* Text section
○ ○ ○ ○ ○ ○ ○
On Losing the Battle

Today, as the first light filtered through the blinds I gazed at my beautiful boy who had climbed into my bed through the night. I breathed in his sweet smell and played softly with his little rubber ears. I wished hard that he didn’t have to wake up to the world changed as it was this morning. I despaired that he would come to know such a repugnant individual as the leader of his country. Worse, that he would someday come to understand that we let it happen.

Our country elected this man President of the United States and we should all hang our heads with shame. What will we tell our daughters? How will we explain that this man, who is so blatantly misogynistic, is allowed to set foot in the Oval Office? How will we excuse ourselves when they start picking away at their rights and freedoms? How could we have done more?
○ ○ ○ ○ ○ ○ ○
* Information provided

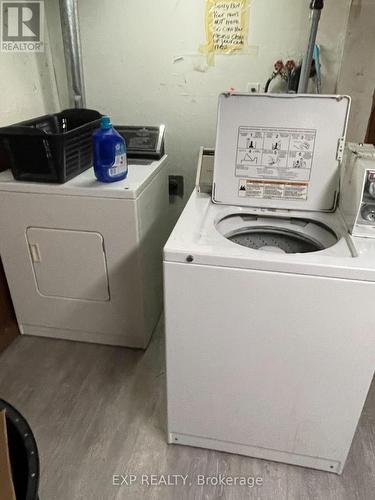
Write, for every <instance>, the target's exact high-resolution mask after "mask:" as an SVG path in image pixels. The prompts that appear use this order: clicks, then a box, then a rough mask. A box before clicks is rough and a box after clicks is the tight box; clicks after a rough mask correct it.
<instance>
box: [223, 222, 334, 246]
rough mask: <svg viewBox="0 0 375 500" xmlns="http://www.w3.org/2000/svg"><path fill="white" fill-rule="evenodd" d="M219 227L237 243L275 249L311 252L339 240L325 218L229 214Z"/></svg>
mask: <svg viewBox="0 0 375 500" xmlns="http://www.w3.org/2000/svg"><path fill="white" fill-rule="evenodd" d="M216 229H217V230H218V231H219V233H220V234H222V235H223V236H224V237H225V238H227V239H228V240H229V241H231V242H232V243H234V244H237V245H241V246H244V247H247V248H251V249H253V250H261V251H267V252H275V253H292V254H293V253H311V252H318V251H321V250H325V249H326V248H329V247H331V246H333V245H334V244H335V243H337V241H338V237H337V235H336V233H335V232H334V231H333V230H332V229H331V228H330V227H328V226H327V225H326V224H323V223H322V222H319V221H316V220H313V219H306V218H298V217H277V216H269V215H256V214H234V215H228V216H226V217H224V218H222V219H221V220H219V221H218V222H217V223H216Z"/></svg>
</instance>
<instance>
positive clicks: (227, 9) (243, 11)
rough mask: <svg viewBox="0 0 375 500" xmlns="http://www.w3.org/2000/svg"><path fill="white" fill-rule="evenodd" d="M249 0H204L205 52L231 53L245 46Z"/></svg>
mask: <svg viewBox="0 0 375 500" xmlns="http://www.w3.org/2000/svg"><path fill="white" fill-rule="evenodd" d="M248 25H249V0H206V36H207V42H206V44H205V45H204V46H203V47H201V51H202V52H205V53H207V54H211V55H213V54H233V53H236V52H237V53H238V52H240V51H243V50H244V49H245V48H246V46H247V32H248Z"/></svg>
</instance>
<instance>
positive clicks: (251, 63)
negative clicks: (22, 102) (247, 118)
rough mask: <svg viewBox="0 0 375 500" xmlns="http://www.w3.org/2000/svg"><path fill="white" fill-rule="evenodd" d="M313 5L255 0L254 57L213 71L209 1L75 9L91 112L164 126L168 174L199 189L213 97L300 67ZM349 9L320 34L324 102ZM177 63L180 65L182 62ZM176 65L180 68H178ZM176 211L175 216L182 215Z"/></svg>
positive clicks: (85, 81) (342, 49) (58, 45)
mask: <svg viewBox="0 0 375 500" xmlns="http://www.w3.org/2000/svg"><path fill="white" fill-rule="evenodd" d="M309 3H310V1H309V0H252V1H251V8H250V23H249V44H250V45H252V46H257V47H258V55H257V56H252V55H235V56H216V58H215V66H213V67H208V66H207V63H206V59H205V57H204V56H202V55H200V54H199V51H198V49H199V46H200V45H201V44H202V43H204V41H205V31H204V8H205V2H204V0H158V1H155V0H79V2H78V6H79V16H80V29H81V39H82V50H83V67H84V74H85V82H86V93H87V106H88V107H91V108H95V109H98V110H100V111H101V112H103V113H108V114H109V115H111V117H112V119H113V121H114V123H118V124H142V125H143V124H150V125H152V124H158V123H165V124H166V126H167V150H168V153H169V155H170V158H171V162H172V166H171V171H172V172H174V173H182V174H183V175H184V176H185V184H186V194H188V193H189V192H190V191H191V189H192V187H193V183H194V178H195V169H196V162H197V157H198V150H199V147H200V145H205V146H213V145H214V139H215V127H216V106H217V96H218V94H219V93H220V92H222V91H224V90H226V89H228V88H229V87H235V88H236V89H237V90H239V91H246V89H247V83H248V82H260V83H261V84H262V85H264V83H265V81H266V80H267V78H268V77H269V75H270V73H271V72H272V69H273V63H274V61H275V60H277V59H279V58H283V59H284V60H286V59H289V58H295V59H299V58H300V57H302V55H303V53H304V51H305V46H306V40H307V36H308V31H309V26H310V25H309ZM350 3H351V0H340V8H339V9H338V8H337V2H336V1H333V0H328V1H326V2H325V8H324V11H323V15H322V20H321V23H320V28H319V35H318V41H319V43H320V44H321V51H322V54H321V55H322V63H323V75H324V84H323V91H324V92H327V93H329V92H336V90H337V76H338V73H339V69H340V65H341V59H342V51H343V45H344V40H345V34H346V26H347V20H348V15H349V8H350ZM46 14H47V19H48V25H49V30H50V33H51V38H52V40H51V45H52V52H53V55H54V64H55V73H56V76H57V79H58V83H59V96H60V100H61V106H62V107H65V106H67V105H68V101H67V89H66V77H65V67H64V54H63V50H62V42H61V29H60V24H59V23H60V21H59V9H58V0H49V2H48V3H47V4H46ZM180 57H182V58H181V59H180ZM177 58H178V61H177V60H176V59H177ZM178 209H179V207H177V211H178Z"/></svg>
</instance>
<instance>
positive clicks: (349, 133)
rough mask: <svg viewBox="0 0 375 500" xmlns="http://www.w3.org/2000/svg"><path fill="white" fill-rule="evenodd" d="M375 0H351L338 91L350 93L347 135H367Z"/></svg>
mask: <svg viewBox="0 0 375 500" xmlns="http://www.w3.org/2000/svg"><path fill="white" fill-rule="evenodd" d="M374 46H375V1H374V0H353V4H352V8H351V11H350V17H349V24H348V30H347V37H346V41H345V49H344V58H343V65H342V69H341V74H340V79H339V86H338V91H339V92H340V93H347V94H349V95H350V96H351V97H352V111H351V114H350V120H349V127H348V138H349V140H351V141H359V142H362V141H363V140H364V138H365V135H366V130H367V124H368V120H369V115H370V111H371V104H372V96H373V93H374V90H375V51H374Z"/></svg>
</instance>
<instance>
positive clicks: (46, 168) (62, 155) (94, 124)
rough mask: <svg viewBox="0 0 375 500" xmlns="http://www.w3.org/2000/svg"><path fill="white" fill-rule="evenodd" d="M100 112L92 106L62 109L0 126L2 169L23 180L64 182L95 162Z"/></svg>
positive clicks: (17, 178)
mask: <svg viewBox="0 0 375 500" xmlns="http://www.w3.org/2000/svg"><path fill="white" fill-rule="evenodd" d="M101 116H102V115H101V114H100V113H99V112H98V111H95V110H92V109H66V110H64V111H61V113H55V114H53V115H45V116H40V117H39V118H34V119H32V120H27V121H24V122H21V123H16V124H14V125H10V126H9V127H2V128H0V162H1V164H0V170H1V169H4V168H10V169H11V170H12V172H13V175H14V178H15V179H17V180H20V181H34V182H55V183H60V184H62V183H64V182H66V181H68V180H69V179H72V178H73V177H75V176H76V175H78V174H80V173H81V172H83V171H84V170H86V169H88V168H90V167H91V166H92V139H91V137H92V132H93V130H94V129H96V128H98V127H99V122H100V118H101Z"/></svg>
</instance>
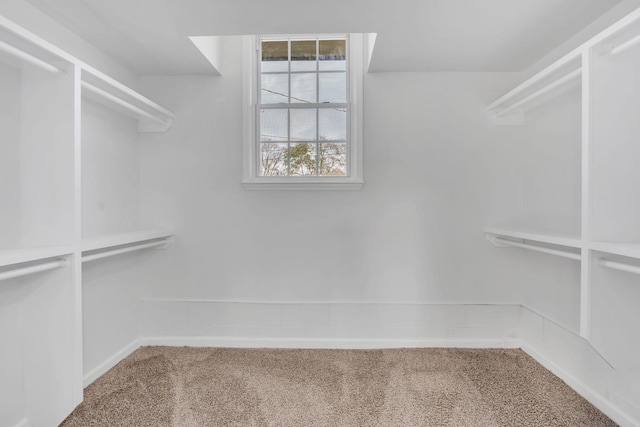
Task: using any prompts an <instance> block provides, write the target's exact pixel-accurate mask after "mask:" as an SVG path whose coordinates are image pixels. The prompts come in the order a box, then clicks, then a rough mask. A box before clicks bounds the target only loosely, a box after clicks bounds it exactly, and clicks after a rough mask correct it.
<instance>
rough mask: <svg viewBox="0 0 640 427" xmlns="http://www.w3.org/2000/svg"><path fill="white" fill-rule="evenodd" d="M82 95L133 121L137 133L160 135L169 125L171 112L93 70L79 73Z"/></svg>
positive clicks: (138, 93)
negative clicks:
○ ○ ○ ○ ○ ○ ○
* The problem
Repeat the part of the essay that opens with the words containing "Our country elected" and closes with "have done more?", swapping "Oval Office" for "White House".

* Result of this exercise
Our country elected this man President of the United States and we should all hang our heads with shame. What will we tell our daughters? How will we explain that this man, who is so blatantly misogynistic, is allowed to set foot in the White House? How will we excuse ourselves when they start picking away at their rights and freedoms? How could we have done more?